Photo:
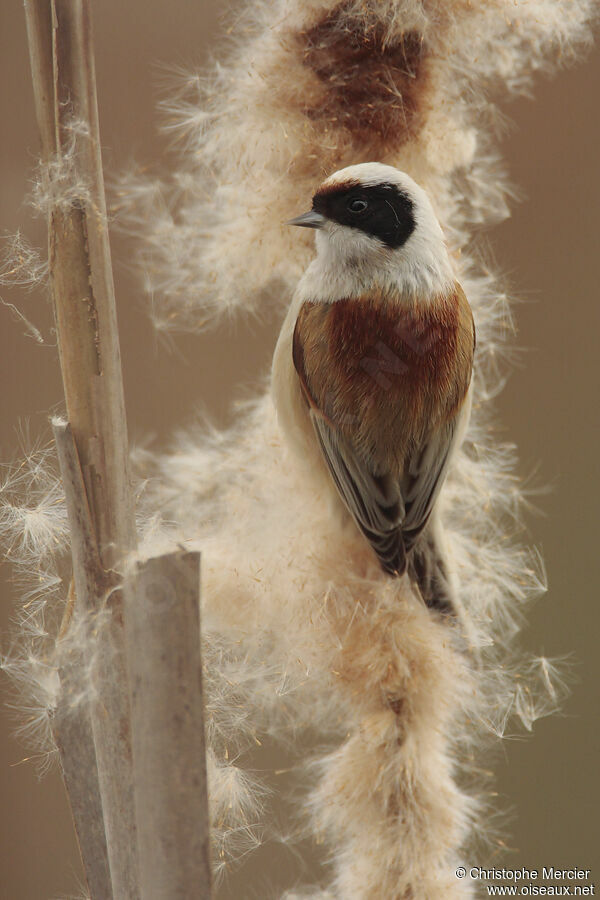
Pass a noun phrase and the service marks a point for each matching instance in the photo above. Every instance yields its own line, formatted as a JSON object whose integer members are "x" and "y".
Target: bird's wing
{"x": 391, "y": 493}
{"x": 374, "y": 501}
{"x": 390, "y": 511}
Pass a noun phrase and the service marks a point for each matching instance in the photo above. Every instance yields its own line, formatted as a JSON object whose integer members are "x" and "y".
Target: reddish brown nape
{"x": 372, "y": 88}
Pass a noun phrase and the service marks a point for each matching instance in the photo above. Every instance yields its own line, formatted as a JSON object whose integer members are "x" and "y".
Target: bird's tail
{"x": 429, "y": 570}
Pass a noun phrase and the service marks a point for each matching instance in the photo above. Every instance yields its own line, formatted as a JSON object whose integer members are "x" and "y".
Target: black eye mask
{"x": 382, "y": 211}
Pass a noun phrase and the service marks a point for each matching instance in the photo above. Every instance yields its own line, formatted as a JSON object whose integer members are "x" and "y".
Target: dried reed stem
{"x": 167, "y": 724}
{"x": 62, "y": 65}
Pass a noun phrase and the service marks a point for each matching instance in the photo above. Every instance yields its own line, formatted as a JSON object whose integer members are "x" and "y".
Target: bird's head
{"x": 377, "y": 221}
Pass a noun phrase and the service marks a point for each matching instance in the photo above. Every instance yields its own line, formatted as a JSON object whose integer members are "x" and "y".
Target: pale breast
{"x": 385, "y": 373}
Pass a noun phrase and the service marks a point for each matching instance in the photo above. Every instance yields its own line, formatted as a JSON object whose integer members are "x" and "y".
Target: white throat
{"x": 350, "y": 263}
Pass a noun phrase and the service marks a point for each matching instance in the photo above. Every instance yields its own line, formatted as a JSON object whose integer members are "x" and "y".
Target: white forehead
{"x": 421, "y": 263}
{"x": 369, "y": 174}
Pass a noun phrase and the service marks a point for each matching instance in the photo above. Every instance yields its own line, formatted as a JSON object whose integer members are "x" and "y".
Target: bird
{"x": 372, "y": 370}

Exercise goal: Extract each line of the listing that contains the string "bird", copying every such line whole.

Result:
Target: bird's wing
Target: bird's tail
Target: bird's head
Target: bird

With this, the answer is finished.